**Objective**
Exactly as written, transcribe the lines that run from the one containing "Task: for the greenhouse-bench survey, tag the white water" to the end of the records below.

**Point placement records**

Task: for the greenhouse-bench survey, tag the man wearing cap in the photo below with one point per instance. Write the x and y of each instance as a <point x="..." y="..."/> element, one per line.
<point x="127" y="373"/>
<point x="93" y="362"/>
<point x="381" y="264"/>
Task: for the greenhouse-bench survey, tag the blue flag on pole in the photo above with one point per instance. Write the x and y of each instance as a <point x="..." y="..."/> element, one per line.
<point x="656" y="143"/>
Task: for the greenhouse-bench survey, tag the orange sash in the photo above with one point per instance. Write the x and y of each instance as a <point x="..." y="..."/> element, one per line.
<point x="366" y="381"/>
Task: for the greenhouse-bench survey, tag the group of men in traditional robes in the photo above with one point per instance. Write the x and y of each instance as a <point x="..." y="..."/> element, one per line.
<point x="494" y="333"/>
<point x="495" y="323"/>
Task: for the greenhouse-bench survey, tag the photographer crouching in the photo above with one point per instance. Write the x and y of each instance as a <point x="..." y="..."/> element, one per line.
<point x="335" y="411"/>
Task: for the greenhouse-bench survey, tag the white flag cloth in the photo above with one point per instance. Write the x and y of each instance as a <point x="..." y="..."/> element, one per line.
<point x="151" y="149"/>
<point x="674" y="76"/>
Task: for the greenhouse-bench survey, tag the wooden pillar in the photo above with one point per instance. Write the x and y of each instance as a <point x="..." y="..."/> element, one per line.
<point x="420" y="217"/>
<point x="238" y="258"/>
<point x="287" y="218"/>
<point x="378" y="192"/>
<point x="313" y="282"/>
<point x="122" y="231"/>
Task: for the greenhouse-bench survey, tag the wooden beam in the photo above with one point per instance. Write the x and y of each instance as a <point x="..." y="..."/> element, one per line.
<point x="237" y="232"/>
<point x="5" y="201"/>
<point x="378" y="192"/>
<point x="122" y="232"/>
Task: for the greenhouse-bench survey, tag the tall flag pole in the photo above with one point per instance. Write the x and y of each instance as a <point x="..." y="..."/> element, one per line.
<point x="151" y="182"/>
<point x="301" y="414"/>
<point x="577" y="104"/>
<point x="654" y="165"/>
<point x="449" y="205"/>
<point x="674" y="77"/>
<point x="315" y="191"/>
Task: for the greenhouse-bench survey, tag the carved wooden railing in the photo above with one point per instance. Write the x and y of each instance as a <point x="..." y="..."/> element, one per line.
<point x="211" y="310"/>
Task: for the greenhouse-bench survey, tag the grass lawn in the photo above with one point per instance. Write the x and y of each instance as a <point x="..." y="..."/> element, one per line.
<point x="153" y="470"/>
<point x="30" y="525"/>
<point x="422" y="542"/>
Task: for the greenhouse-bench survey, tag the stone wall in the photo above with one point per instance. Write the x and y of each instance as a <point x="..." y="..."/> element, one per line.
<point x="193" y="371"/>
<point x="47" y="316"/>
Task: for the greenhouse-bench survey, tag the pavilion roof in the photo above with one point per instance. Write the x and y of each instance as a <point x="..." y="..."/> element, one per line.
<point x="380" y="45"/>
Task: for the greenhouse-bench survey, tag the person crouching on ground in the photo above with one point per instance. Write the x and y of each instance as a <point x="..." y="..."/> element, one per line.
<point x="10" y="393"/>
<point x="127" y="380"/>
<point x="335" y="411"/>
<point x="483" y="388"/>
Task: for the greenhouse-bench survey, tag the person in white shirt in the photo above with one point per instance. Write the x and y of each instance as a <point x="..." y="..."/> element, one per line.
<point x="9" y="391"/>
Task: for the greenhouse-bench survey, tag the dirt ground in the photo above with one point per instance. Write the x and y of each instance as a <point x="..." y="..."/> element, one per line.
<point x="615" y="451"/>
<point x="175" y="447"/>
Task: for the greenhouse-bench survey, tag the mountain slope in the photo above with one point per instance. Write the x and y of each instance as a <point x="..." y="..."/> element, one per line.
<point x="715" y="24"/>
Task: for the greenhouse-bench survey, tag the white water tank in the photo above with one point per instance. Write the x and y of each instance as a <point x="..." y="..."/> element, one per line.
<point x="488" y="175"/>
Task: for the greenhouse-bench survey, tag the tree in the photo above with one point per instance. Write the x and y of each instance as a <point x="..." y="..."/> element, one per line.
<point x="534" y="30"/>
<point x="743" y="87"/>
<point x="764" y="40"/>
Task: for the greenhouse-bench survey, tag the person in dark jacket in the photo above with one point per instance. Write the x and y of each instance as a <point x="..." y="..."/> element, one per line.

**Answer for the task**
Task: for the greenhouse-bench survey, tag the white water tank in the photo above with one point per instance. Write the x and y of each instance as a <point x="..." y="..."/> element, one per line.
<point x="488" y="175"/>
Task: for the greenhouse-bench survey, tag the tree in the photo above with one point per instance. Write the x and y of each instance as a <point x="..." y="..."/> element, one per line.
<point x="534" y="30"/>
<point x="743" y="87"/>
<point x="764" y="40"/>
Task: for the greenhouse-bench survey, tag the person in dark jacket in the photo above with one point per instance. Write the x and y of each instance as a <point x="..." y="..."/> element, one per line.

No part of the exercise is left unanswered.